> **RECORDS SHOWN**

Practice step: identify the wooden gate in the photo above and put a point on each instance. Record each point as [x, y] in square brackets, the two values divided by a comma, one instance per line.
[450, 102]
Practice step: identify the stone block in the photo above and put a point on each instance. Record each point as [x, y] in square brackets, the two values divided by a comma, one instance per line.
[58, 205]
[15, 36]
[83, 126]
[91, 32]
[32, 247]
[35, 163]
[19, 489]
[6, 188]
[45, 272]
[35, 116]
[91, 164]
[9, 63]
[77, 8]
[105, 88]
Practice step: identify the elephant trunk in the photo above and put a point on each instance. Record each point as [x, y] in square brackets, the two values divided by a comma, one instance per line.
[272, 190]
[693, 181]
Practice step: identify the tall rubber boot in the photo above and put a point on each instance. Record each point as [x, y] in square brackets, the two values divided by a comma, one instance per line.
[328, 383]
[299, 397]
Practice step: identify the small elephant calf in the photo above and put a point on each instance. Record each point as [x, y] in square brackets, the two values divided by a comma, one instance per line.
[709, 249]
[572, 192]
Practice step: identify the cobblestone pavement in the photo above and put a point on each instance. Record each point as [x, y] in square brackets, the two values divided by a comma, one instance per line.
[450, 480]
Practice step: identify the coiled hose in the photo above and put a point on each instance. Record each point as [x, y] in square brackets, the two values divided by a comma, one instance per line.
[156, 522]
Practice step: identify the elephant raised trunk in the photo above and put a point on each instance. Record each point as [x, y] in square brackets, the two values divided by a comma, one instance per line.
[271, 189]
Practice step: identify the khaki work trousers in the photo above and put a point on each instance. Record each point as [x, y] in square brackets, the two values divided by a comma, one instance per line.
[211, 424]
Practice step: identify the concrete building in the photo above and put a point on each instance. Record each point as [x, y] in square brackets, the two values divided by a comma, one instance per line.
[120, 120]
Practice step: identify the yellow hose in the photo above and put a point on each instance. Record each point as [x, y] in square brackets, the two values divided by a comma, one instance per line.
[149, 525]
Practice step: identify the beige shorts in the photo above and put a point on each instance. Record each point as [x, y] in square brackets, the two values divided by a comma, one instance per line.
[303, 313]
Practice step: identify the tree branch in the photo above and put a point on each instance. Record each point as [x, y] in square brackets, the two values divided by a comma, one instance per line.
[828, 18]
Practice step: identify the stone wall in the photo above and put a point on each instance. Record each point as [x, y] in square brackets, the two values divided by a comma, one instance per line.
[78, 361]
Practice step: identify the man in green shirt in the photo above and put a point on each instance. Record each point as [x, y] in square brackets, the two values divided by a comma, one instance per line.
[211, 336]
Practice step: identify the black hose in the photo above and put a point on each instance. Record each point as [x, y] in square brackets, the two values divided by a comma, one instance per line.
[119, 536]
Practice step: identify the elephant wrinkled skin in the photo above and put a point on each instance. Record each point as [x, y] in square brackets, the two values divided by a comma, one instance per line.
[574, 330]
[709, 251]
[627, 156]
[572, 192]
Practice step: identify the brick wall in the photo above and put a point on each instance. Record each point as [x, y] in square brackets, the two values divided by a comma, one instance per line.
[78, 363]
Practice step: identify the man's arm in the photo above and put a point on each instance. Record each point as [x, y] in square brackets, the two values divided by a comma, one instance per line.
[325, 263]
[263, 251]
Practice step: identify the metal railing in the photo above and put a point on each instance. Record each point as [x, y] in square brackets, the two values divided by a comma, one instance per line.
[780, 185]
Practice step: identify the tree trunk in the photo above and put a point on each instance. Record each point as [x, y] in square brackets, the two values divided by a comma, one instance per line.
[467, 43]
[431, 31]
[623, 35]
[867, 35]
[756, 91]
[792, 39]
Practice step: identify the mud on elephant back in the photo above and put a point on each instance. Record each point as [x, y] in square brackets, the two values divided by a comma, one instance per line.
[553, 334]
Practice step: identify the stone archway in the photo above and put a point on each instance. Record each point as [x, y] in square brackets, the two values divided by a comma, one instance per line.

> **PROMPT**
Reproduce every line above. Keep it exact.

> **COMPLETED EXERCISE**
Practice step: identify the wooden gate in the photo above and put a point on each instance. Record each point as [x, y] in square brackets, the two values divided by a comma, one instance per line.
[450, 102]
Practice step: identify the stone block in the photo above and put a point on each instance. Record each point as [x, y] in square brackets, the two values divided by a comma, one instance per line.
[58, 205]
[15, 36]
[83, 126]
[91, 32]
[32, 247]
[35, 163]
[19, 489]
[6, 188]
[45, 272]
[35, 116]
[91, 164]
[9, 63]
[77, 8]
[105, 88]
Practice step: identify the elephant trunk in the photo above and put a point on each instance. Record each point as [x, y] in square brackets, the two values divided by a comma, one instance per line.
[272, 190]
[693, 181]
Practice step: identify the tall rubber boot in the photo above and put a point on each instance. Record each point as [x, y] in square brackets, the two values divided by a comma, one instance per line.
[328, 383]
[299, 397]
Practice step: identify the small elephant calf in the photo above and put a point on each instance. Record each point as [x, y] in square brackets, the two values divided by a comma, one instance per line.
[709, 249]
[572, 192]
Practice step: identify the cobblestone pavement in the photo above and put a point on each instance. Record each point as [x, y] in square brackets, the two values divided by a comma, one instance per line.
[450, 480]
Practice step: identify the coiled hose in the photo above and put a point on each instance. Record each point as [x, y] in square brackets, the two values divided by a comma, one instance per line.
[156, 522]
Practice step: identify the elephant raised trunk in the photo above and put a point on each instance. Record each point as [x, y] in square brackets, the two values divided by a comma, one instance per line.
[271, 189]
Practice step: identify the khaki work trousers in the photo above and put a point on each instance. Record each point as [x, y] in square brackets, the two values divided by a comma, one instance per line.
[211, 424]
Practice step: identify the concrete building in the photo above and put a point on each instance. Record each point as [x, y] in square brackets, the two values divided by a comma, one instance per line.
[120, 120]
Practice step: identify the yellow hose in the photo above and put a point on each instance. Record each point as [x, y] in square brackets, the two values divided by a comma, one instance per line.
[149, 525]
Practice step: identify the beige shorts in the photo above and put a point on each instance. Record each point as [x, y] in square brackets, the two values divided by a comma, one instance per line.
[303, 313]
Practice step: identify the tree branch in the photo above and put a point on each instance. Record each point as [x, y] in square brackets, the two values divided by a comma, one instance per line.
[828, 18]
Practice step: identify the stone wall in the photo above and put a point on each instance. Record each point as [x, y] in square brackets, the two values divided by a comma, one instance per line.
[78, 361]
Practice step: identify the man in green shirt in the photo above and put a point on each instance. Record each point as [x, y] in square brackets, the two values divided by a comma, one instance per line.
[211, 336]
Practice step: identify the black hose in the photo above and put a point on each instance. Record each point as [x, y] in square brackets, the two values divided by a comma, one instance per line.
[119, 536]
Practice step: identify the elephant wrinkled skin in the photo above and put a point on each instance. Record each point as [x, y] in square brackets, the two values divided by a comma, one instance per line.
[574, 330]
[709, 251]
[627, 156]
[572, 192]
Practice step: identify the brick wall in the photo above and put a point on each instance. Record each point as [x, y] in square brackets, the two values divided by a comma, one instance per line.
[78, 363]
Practice step: identify the man's arm in the photo above and put a point on each instance. Record each point as [x, y] in square brackets, the two values divided by a comma, one instance per line.
[325, 263]
[263, 251]
Practice step: identify the metal railing in the photo above and put a point on each instance. Record each point as [x, y] in square brackets, the two values divided by a comma, one instance per line.
[780, 185]
Practice step: identify the tree trunk in the photo above and put a point on each instance. Record each point as [x, y] in square brackets, the two values divided by a comma, one instance per line.
[467, 43]
[431, 31]
[623, 35]
[867, 35]
[756, 91]
[792, 39]
Practice step: identify the mud on elephant back in the photo above and put a point on each instance. Record each point as [x, y] in square brackets, the two values divided by a comma, one instance per line.
[553, 334]
Practice step: identify the stone archway in the photo above and put a point on each instance. Record each point as [x, y] in square brackets, the two values divided by a comma, one instance per line.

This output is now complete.